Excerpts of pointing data
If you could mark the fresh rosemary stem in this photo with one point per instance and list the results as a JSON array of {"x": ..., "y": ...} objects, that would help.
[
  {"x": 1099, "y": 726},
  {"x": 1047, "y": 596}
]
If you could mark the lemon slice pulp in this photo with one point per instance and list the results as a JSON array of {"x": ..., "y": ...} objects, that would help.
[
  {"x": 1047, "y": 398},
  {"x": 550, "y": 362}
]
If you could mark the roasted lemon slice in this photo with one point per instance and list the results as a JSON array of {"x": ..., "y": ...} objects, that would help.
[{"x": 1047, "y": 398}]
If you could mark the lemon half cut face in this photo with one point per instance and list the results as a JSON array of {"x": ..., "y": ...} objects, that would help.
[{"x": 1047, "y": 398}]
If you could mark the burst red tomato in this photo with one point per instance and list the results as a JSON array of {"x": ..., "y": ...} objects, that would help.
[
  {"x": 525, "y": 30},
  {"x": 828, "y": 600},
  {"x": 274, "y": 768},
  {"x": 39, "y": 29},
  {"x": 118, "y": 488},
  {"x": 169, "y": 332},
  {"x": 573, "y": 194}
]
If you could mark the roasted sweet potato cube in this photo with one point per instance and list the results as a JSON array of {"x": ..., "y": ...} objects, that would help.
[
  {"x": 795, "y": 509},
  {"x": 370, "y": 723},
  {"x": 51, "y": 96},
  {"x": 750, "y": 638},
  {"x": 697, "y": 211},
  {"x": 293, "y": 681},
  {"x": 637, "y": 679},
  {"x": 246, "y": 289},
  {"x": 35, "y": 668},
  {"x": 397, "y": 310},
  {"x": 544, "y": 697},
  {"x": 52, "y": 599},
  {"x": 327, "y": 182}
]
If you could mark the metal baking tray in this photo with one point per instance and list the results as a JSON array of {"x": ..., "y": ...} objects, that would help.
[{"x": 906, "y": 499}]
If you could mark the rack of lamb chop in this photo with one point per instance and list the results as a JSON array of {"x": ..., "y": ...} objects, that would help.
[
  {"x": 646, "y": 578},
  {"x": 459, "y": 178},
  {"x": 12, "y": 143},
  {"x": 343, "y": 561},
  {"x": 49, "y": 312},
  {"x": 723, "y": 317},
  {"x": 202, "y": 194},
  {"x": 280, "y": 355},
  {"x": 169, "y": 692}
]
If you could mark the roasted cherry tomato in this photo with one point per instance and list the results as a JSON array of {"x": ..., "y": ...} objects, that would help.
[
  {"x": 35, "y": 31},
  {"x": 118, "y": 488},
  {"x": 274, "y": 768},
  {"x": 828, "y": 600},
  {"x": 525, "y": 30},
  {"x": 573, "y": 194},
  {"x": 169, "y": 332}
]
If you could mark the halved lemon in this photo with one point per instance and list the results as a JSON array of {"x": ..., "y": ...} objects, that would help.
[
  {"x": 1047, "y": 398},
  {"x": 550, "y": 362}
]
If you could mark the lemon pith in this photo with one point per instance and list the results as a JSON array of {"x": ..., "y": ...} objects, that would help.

Do this: Extract every row above and reproduce each one verbatim.

Response below:
If you could mark the fresh rosemary stem in this photo with one point per instance and list the results as a JSON array of {"x": ..., "y": ...} objects, that would help.
[
  {"x": 1099, "y": 726},
  {"x": 1047, "y": 596}
]
If you could mark the lemon slice pulp in this photo with one point per instance and list the results as a JSON array of {"x": ..., "y": ...} objects, that would help.
[
  {"x": 1047, "y": 398},
  {"x": 550, "y": 362}
]
If you could mark the roasted lemon slice in this photo with one point per instance and list the results as a JSON array of {"x": ..., "y": ...} objects, that would help.
[{"x": 1047, "y": 398}]
If you could mark the lemon half cut face in this photo with one point per instance and list the results as a JSON array of {"x": ..., "y": ...} objects, that would help.
[{"x": 1047, "y": 398}]
If you could mark the burst red tomato in this photo with one point per instance and list the results as a JSON array of {"x": ..., "y": ...} objects, that would help.
[
  {"x": 525, "y": 30},
  {"x": 828, "y": 600},
  {"x": 274, "y": 768},
  {"x": 39, "y": 29},
  {"x": 118, "y": 488},
  {"x": 169, "y": 332},
  {"x": 573, "y": 194}
]
If you could mark the roasted sweet potato cube in this photo with one point per instance and list the results as a JSON array of {"x": ..., "y": ...} objects, that would help.
[
  {"x": 795, "y": 509},
  {"x": 370, "y": 723},
  {"x": 51, "y": 96},
  {"x": 750, "y": 638},
  {"x": 697, "y": 211},
  {"x": 293, "y": 681},
  {"x": 637, "y": 679},
  {"x": 246, "y": 289},
  {"x": 35, "y": 668},
  {"x": 397, "y": 310},
  {"x": 544, "y": 697},
  {"x": 52, "y": 599},
  {"x": 327, "y": 182}
]
If you could mark the metal baking tray in this photo with one point per instance and list the results as a JSON array of {"x": ..., "y": ...} objects, that would help.
[{"x": 906, "y": 499}]
If you could mark the rack of lamb chop in this photo with one point per instance and list the results as a JSON array of {"x": ..., "y": ...} objects, that would help.
[
  {"x": 646, "y": 578},
  {"x": 459, "y": 178},
  {"x": 12, "y": 143},
  {"x": 343, "y": 561},
  {"x": 49, "y": 312},
  {"x": 723, "y": 317},
  {"x": 202, "y": 194},
  {"x": 280, "y": 355},
  {"x": 169, "y": 692}
]
If you could mark the roasted cherry tomato in this photo with one point per instance and list the results as a JSON array of {"x": ..., "y": ...} objects, that would help.
[
  {"x": 35, "y": 31},
  {"x": 118, "y": 488},
  {"x": 274, "y": 768},
  {"x": 828, "y": 600},
  {"x": 525, "y": 30},
  {"x": 573, "y": 194},
  {"x": 169, "y": 332}
]
If you could mark the halved lemon in this photo with one point per instance and list the results as a JSON array of {"x": ..., "y": ...} objects, that would help.
[
  {"x": 1047, "y": 398},
  {"x": 550, "y": 362}
]
If you could mark the lemon pith in this photo with one point per instance and list the results as a JSON array of {"x": ..., "y": ...} objects, that would help.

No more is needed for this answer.